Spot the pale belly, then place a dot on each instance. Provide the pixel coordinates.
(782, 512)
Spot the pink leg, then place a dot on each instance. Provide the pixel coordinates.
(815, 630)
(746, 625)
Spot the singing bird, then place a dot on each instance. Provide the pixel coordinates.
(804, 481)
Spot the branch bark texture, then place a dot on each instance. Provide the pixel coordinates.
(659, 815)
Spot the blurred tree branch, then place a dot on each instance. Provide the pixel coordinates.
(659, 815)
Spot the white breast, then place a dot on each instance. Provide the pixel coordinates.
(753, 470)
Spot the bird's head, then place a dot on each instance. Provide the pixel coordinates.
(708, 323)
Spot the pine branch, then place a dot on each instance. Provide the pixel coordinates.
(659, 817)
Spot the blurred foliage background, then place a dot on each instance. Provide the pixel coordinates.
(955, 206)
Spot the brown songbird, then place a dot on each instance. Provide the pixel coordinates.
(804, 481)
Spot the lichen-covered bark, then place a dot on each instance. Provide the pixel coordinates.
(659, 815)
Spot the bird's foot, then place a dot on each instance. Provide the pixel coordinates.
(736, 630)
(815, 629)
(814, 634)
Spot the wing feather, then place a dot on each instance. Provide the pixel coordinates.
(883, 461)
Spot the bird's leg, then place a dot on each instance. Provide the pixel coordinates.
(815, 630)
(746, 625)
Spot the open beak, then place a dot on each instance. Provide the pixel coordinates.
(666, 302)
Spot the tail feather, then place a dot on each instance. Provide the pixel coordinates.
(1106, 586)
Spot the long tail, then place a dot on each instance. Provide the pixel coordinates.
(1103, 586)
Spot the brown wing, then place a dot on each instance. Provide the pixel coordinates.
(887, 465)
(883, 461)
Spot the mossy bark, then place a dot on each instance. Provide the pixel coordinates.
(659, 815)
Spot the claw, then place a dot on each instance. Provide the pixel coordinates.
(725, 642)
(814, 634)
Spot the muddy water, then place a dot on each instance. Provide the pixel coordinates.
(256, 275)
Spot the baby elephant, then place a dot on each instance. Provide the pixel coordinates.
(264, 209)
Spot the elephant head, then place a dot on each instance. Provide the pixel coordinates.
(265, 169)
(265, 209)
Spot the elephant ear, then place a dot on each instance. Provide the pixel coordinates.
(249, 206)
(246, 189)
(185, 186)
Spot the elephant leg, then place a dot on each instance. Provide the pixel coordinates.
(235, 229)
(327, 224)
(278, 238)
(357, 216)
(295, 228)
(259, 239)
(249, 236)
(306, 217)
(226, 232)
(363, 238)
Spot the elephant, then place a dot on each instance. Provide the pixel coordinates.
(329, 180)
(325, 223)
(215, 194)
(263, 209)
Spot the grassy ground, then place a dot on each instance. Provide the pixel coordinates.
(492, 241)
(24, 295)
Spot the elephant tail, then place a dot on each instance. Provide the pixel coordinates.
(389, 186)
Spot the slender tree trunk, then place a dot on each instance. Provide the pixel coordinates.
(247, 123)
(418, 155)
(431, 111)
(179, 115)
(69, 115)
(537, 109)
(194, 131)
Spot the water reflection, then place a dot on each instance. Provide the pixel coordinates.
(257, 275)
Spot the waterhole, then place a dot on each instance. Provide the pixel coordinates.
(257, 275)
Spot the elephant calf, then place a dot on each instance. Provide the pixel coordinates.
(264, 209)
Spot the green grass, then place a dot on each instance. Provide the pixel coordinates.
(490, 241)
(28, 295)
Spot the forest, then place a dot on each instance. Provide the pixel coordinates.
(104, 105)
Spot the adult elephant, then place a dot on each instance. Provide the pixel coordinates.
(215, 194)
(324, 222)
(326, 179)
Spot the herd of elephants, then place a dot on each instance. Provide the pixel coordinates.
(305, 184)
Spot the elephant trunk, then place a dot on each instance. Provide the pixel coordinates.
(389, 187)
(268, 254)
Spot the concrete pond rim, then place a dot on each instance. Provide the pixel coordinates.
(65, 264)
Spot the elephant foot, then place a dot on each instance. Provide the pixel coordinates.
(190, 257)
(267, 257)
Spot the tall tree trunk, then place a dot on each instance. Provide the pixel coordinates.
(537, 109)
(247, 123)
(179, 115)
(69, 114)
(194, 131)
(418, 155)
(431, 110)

------------------------------------------------------------

**Task goal**
Retype all the records, matching them exactly.

**Exercise answer**
Spot the pale belly, then place a dot on each instance. Provide the pixel coordinates.
(782, 512)
Spot the pink leg, then place a dot on each instance. Provide the pixel coordinates.
(815, 630)
(746, 625)
Spot the singing bird, then place a dot on each instance. Provide the pixel coordinates.
(804, 481)
Spot the branch bark texture, then place a dot on each instance. Provide the pixel coordinates.
(659, 815)
Spot the blurred tree branch, then place a dot on each instance. Provide the pixel coordinates.
(659, 815)
Spot the white breast, then place a dot on each instance. Provide the pixel coordinates.
(753, 470)
Spot the bird's head, then place a dot on each instance. Provide the pixel coordinates.
(708, 323)
Spot the pine branch, then place a dot on each instance. Provide the pixel coordinates.
(659, 817)
Spot the blurred foliage background, then place a dot on each instance. Provide the pixel coordinates.
(955, 206)
Spot the brown songbird, then place a dot on each instance. Provide the pixel coordinates.
(804, 481)
Spot the lichen-covered bark, then place a dot on each instance. Provide the pixel coordinates.
(659, 815)
Spot the bird's foot, then place a dot on each instance. Provide the pixel coordinates.
(736, 630)
(815, 629)
(814, 634)
Spot the wing feather, then place a dot on each instance. Provide the pixel coordinates.
(883, 461)
Spot the bird's leg, then place a dot on each instance. Provide the pixel coordinates.
(815, 630)
(746, 625)
Spot the open beak, then place a dot on each instance. Provide the pixel coordinates.
(666, 302)
Spot the tail feather, then place a dot on each instance. Provide the pixel coordinates.
(1106, 586)
Spot the long tail, then place a dot on each instance. Provide the pixel coordinates.
(1103, 586)
Spot the brown wing, then place a dot on each instance. Provide the pixel coordinates.
(887, 465)
(883, 461)
Spot the mossy bark, then place a dot on each instance. Provide the pixel coordinates.
(659, 815)
Spot the claw, then place a dot on each instance. Provide the pixel coordinates.
(725, 642)
(814, 634)
Spot the muddy water, then place a dot on each instance. Provide the pixel coordinates.
(256, 275)
Spot the baby elephant, then place a dot on each instance. Provide the pixel coordinates.
(264, 209)
Spot the elephant head, then place a dot on each instance. Provide the pixel coordinates.
(265, 169)
(265, 209)
Spot the elephant ear, then place a dot on each instance. Provide the pixel coordinates.
(249, 206)
(246, 189)
(185, 186)
Spot the elephant leg, then place a dot on each instance. Provide the pixel coordinates.
(235, 229)
(327, 224)
(278, 238)
(357, 216)
(295, 228)
(259, 239)
(249, 236)
(306, 217)
(226, 232)
(363, 238)
Spot the elephant, then place a dot on each instance. Provide the pixel coordinates.
(329, 180)
(325, 223)
(215, 194)
(263, 209)
Spot the grassy ground, then place a dot on each instance. Provide the pixel coordinates.
(492, 241)
(24, 295)
Spot the elephant tail, then place a dot on each instance. Provide the pixel coordinates.
(389, 186)
Spot the slender tree trunk, then place a dot on each instance. Provide the pixel coordinates.
(247, 123)
(418, 155)
(431, 111)
(179, 115)
(69, 115)
(537, 109)
(194, 131)
Spot the water reflection, then place a dot on each instance. Provide the pixel coordinates.
(257, 275)
Spot the waterhole, then place a dot on each instance. Provide the pixel coordinates.
(257, 275)
Spot the elephant calf, then place a dot on each instance. Provide the pixel coordinates.
(264, 209)
Spot the green grass, then place a dot on each instance. Provide the pixel coordinates.
(490, 241)
(28, 295)
Spot the forest, then place a dot on each instance. Provide the pixel coordinates.
(104, 105)
Spot the adult elephant, then place a dot on each instance. Provide the pixel coordinates.
(215, 194)
(324, 222)
(326, 179)
Spot the herd of elephants, then place a dot on each instance. Provide the pixel coordinates.
(305, 184)
Spot the elephant trunk, then place a dot on each instance. Provide the pixel coordinates.
(389, 187)
(268, 254)
Spot the concrete pond rim, then place a dot on each instance. Provide the pixel coordinates.
(65, 264)
Spot the elephant foot, then place a dot on each instance. Provide the pixel coordinates.
(190, 257)
(267, 257)
Spot the tall tree trunk, then place a dot on each instance. Provide the pixel coordinates.
(537, 109)
(247, 123)
(179, 115)
(69, 114)
(194, 131)
(418, 155)
(431, 110)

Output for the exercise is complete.